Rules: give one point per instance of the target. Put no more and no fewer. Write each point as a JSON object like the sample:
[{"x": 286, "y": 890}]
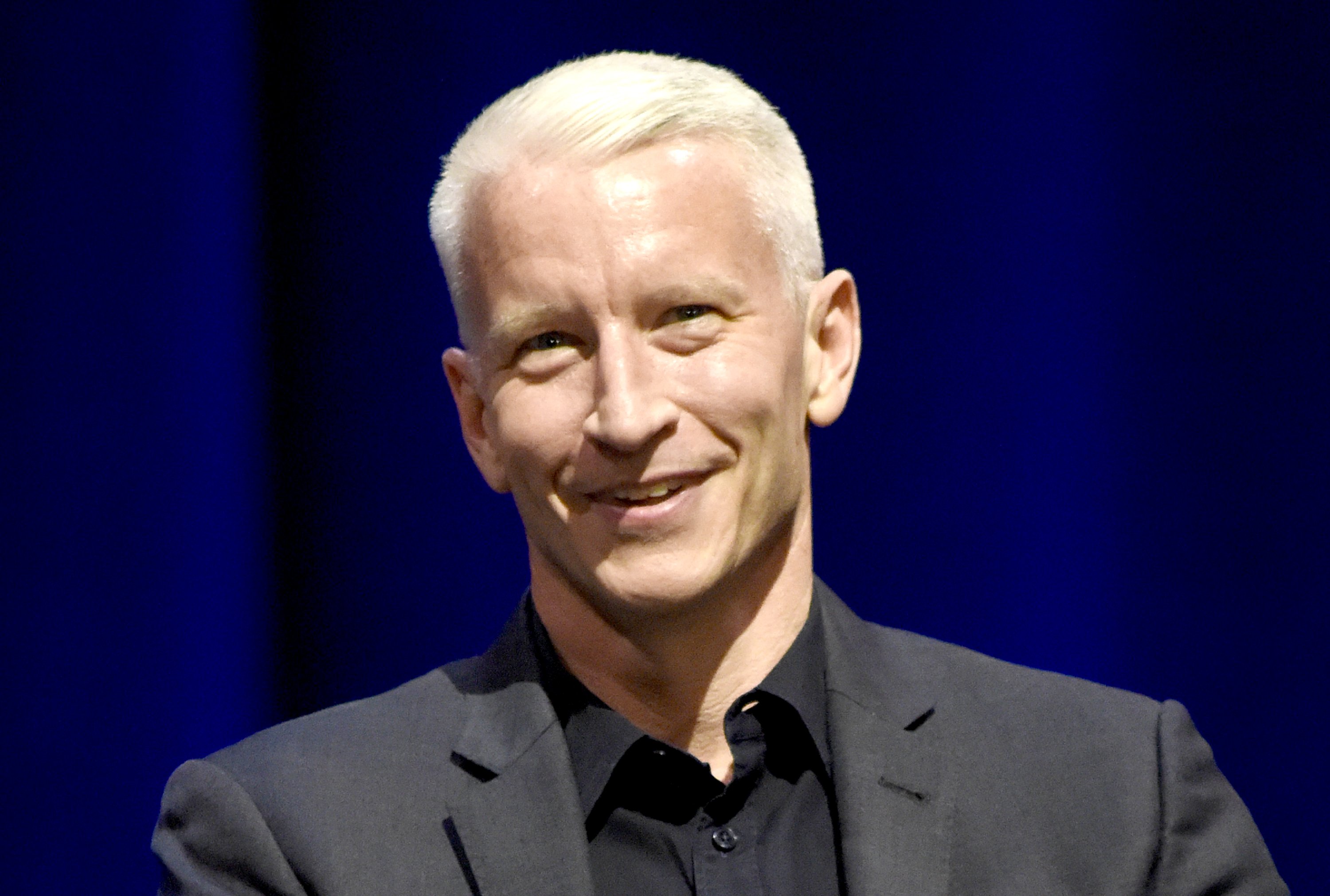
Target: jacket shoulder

...

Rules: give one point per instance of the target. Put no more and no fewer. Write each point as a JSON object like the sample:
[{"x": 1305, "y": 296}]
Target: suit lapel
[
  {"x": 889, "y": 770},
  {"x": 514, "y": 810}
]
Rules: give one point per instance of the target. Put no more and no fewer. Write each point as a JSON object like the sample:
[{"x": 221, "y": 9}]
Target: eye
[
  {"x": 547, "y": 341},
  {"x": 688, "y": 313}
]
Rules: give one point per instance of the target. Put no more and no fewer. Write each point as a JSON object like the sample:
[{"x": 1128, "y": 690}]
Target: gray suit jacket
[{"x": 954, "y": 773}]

* _TASK DIRECTIONS_
Select every line of the items above that contains the word "suit", and copy each one out in full.

* _TASK OUTPUT_
Target: suit lapel
Target: gray suit jacket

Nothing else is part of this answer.